Task description:
From the listing below, pull out each line containing the word "printed" and copy it.

------------------------------------

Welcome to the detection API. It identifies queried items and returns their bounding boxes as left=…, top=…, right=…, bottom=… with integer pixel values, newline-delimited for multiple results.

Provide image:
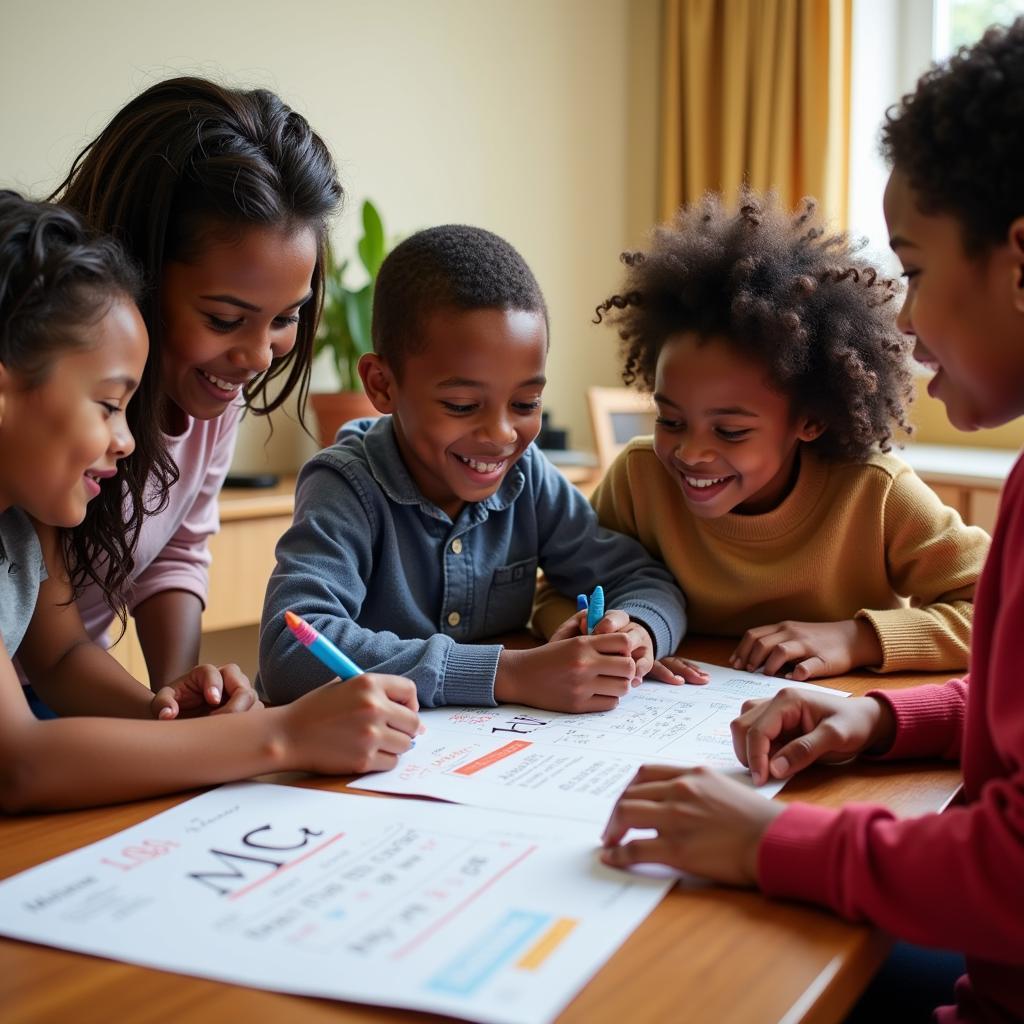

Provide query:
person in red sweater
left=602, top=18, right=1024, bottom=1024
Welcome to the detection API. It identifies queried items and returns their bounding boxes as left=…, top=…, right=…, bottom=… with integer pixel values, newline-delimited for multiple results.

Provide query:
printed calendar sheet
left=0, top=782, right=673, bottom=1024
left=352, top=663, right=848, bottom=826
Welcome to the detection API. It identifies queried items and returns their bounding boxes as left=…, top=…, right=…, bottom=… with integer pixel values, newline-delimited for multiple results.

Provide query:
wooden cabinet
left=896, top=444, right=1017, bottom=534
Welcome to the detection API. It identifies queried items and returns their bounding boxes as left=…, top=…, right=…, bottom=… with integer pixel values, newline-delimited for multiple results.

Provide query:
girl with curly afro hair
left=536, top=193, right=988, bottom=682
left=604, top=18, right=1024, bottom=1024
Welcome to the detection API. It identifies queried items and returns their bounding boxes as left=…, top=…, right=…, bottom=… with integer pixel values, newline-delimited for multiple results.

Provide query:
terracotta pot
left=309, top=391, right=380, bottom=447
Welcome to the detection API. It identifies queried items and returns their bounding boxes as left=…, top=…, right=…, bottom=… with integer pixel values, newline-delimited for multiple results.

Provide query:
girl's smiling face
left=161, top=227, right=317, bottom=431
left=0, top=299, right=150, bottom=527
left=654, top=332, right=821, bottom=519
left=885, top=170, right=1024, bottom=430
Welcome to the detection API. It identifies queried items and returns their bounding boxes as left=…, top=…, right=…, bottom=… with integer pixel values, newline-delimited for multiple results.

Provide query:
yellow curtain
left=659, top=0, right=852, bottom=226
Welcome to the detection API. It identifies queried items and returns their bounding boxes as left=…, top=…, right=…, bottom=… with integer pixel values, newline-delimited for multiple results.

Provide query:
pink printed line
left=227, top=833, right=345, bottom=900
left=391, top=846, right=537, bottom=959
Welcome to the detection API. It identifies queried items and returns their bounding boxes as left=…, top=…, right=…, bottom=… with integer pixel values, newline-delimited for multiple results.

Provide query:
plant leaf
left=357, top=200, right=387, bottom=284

------------------------------------

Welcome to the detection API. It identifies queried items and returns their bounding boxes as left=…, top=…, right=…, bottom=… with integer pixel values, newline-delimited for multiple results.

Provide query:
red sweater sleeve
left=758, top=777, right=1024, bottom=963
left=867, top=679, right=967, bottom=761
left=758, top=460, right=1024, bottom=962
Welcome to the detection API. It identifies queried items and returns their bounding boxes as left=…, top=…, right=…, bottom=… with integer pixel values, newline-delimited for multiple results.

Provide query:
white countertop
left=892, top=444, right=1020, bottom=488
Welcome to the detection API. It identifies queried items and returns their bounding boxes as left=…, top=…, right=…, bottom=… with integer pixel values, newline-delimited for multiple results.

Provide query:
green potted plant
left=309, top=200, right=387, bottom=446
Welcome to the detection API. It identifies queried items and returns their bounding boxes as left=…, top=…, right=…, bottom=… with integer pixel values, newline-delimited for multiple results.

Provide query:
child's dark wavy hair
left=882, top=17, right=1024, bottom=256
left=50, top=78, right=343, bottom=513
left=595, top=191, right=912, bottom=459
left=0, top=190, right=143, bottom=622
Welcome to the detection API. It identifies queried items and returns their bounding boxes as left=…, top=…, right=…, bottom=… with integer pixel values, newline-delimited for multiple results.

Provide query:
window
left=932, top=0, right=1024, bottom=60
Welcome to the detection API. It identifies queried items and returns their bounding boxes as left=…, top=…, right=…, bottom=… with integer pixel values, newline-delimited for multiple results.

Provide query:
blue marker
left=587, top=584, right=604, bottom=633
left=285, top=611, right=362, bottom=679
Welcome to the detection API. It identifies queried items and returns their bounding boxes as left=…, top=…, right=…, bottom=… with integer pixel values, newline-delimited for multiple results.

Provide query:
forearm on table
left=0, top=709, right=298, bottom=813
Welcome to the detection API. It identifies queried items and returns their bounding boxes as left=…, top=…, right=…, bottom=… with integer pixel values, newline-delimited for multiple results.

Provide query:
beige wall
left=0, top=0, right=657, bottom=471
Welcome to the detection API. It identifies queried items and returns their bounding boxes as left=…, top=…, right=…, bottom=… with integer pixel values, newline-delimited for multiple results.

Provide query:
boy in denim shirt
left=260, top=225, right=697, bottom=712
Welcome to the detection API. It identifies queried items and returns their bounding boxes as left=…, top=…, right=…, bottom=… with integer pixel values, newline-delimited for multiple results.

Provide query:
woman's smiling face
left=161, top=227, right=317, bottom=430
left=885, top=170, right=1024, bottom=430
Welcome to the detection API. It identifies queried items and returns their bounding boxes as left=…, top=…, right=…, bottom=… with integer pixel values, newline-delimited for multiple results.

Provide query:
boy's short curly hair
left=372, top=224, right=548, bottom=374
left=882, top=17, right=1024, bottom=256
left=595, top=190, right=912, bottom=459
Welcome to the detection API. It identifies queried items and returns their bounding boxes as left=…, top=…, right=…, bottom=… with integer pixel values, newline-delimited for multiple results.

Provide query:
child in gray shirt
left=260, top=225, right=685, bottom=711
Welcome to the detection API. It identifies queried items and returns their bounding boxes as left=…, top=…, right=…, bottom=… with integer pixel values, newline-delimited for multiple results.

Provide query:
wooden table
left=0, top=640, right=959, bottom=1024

------------------------------------

Output for this exercise:
printed calendar sheet
pink printed line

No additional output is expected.